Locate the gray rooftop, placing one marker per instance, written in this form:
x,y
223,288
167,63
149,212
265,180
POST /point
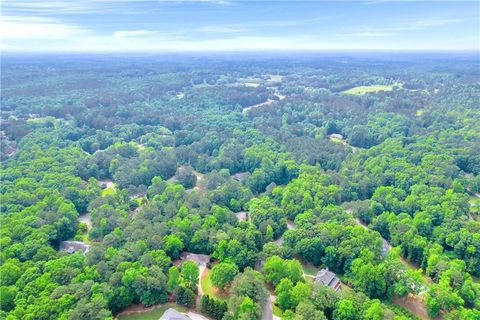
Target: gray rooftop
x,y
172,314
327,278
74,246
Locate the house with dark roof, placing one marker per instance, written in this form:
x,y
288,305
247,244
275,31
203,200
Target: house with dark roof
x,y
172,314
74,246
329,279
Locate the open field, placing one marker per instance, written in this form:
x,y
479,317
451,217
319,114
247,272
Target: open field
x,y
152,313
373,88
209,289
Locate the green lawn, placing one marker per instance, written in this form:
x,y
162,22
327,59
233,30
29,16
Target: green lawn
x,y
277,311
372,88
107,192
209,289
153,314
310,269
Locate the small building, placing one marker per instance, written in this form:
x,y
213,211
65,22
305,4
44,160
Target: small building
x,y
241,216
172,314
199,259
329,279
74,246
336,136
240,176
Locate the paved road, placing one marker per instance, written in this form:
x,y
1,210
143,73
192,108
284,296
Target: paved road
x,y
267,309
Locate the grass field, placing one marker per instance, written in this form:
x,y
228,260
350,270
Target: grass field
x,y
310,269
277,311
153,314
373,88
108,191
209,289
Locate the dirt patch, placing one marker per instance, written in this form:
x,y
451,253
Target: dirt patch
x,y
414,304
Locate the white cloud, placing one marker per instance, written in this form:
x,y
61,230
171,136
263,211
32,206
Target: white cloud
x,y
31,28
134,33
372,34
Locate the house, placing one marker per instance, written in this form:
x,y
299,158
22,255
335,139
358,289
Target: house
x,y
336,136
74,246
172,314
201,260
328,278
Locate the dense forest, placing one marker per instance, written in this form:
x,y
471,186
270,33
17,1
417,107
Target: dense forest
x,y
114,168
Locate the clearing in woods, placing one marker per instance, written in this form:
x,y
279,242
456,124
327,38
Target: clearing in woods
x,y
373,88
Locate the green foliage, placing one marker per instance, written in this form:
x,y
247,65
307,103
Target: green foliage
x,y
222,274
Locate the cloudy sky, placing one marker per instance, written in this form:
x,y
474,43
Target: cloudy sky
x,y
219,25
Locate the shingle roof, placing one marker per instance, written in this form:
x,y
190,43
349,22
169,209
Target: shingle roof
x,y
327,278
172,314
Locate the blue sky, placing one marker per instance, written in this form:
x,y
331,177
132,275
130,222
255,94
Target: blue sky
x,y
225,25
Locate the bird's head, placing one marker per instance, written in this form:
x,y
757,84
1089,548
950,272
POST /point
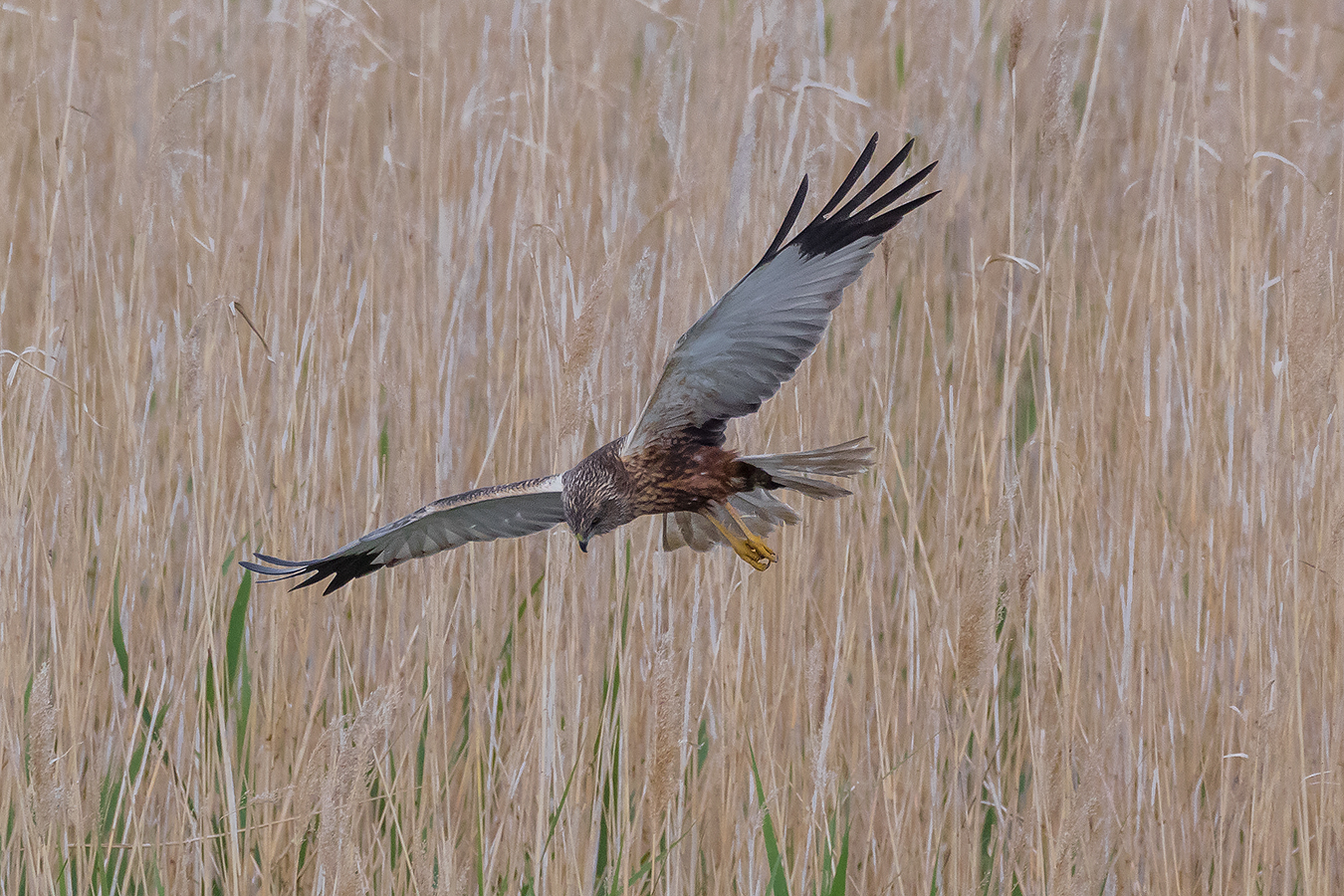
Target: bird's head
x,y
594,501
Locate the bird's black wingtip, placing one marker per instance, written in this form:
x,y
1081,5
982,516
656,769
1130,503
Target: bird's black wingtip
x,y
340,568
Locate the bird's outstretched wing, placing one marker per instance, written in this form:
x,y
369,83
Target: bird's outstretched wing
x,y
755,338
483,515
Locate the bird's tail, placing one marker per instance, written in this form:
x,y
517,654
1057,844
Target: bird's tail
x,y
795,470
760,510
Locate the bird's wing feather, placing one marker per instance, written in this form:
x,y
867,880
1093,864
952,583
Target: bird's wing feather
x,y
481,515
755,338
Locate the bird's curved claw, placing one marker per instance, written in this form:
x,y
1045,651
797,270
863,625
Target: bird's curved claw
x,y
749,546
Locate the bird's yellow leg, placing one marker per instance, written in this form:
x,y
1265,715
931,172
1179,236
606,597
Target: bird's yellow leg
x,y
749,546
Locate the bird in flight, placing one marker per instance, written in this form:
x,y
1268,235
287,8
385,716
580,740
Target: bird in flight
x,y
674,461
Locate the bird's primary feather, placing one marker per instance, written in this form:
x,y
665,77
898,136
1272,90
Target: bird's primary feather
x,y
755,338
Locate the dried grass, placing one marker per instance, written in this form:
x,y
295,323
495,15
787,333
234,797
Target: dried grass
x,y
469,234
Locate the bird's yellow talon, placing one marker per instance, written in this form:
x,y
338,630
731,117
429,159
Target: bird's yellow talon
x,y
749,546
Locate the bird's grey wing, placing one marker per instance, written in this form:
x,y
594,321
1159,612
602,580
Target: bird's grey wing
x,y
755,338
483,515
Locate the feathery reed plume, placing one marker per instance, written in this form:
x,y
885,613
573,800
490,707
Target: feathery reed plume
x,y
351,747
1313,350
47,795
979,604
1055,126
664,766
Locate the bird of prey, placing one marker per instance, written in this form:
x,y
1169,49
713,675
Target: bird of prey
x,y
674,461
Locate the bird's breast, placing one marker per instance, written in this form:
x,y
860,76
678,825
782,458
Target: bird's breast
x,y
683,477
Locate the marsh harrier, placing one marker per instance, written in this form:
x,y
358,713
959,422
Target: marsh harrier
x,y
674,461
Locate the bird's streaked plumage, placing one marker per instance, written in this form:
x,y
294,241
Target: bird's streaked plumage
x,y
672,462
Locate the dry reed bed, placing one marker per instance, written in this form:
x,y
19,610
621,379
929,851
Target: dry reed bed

——

- _Exercise task_
Rewrite all of the lines above with every "marker" changed to "pin" and nothing else altered. Leave the pictures out of your copy.

- _Output below_
Locate the gray rooftop, placing one pin per instance, written in this form:
x,y
223,288
167,63
149,212
265,180
POST /point
Target: gray rooftop
x,y
172,314
327,278
74,246
Locate the house with dark roof, placing one pin per instance, written in this form:
x,y
288,305
247,244
275,31
203,200
Target: house with dark roof
x,y
172,314
74,246
329,279
Locate the open field, placing one pin per instance, written in this form:
x,y
479,317
451,217
319,114
247,272
Target: open field
x,y
152,313
373,88
209,289
Locate the green lawn, placing one pin per instance, written in this form:
x,y
162,22
327,59
233,30
29,16
Target: green lawn
x,y
277,311
372,88
107,192
209,289
153,314
310,269
Locate the small building, placing one pin per instance, written in this form:
x,y
213,211
65,22
305,4
44,160
Target: small building
x,y
241,216
172,314
199,259
329,279
74,246
336,136
240,176
Locate the paved road, placing one pin per instance, written in this form:
x,y
1,210
143,73
192,108
284,296
Target: paved road
x,y
267,309
Locate the grass field, placing one pin per instance, written in this form:
x,y
228,260
350,270
Target: grass field
x,y
310,269
277,311
153,314
373,88
108,191
209,289
Locate the dirt patch, placing one pin per instance, written in this form:
x,y
451,253
Target: dirt patch
x,y
414,304
Locate the white cloud, placing one pin per instance, written in this form:
x,y
61,230
171,136
263,211
32,206
Target: white cloud
x,y
31,28
134,33
372,34
Locate the house, placing one pin per instance, written in this form:
x,y
299,158
22,255
335,139
358,289
Target: house
x,y
336,136
74,246
172,314
201,260
328,278
Locate the dense forest, placing one pin per instance, written in this form:
x,y
471,186
270,33
17,1
417,107
Target: dense forest
x,y
114,168
Locate the clearing in woods, placing one pin per instance, written in this form:
x,y
279,242
456,124
327,38
Target: clearing in woods
x,y
373,88
Locate the green foliage, placing one pin per instance, written in this form:
x,y
247,65
307,103
Target: green foliage
x,y
222,274
Locate the cloudy sky, placing one pin per instance, written in this form:
x,y
474,43
Target: cloudy sky
x,y
219,25
Locate the shingle roof, placing one pin per instance, written in this form:
x,y
190,43
349,22
169,209
Target: shingle roof
x,y
327,278
172,314
Locate the blue sky, placing one pin per instance, written in this form:
x,y
331,177
132,275
130,222
255,94
Target: blue sky
x,y
225,25
Locate the bird's head, placing one pin per instance, written in this form:
x,y
757,84
1089,548
950,272
POST /point
Target: bird's head
x,y
594,501
Locate the bird's black wingtip, placing one pin per instance, written in this form:
x,y
1081,5
982,516
656,769
1130,503
Target: bird's black wingtip
x,y
340,568
Locate the bird's outstretched wing, placing one pin per instance, written in this form:
x,y
369,83
Target: bird's outstretched wing
x,y
755,338
483,515
Locate the bird's tail, placing one pin per instance, written in this form:
x,y
517,654
1057,844
Target: bird's tail
x,y
795,470
760,510
Locate the bird's wing feather, placing one pin per instance, written in this form:
x,y
867,880
1093,864
952,583
Target: bird's wing feather
x,y
481,515
755,338
Locate the bird's curved claw, placing one pin per instance, written in this form:
x,y
1045,651
797,270
863,625
Target: bird's curved claw
x,y
749,546
Locate the bird's yellow leg, placing one pin per instance, written in this form:
x,y
1265,715
931,172
1179,236
606,597
Target: bird's yellow leg
x,y
749,546
Locate the bird in flight, placing one pin per instance, written in this form:
x,y
1268,235
287,8
385,716
580,740
Target: bird in flight
x,y
674,461
Locate the bird's primary feather, placing one pin per instance, written in this form:
x,y
665,77
898,136
1272,90
Target: bird's primary feather
x,y
755,338
Locate the dried grass, placing one pin per instance, written in this form:
x,y
295,323
495,15
787,333
234,797
Target: dried grass
x,y
469,234
Locate the bird's yellow talon, placing one pin per instance, written in this form:
x,y
338,630
731,117
429,159
Target: bird's yellow talon
x,y
749,546
Locate the bird's grey wing, placing one pin per instance, written in this form:
x,y
594,321
1159,612
602,580
Target: bird's grey wing
x,y
755,338
483,515
Locate the feathery reed plume, placing one pin per instance, written in this form:
x,y
885,613
573,800
490,707
Target: feathery reed plume
x,y
351,747
1313,350
47,795
979,604
1055,126
664,766
Locate the bird of prey, placing one pin per instance, written in this form:
x,y
1169,49
713,675
Target: bird of prey
x,y
674,461
Locate the bird's breast, placing one pin per instance, written in this form:
x,y
860,76
678,825
782,458
Target: bird's breast
x,y
683,477
Locate the marsh harrier, placing one pin per instance, written in this form:
x,y
358,713
959,422
Target: marsh harrier
x,y
674,461
Locate the bird's streaked plumage, placing one pin per instance, written in this form:
x,y
294,241
Target: bird's streaked plumage
x,y
672,462
Locate the dry reed bed, placing one pin per instance, written in this form:
x,y
19,610
621,379
929,851
Target: dry reed bed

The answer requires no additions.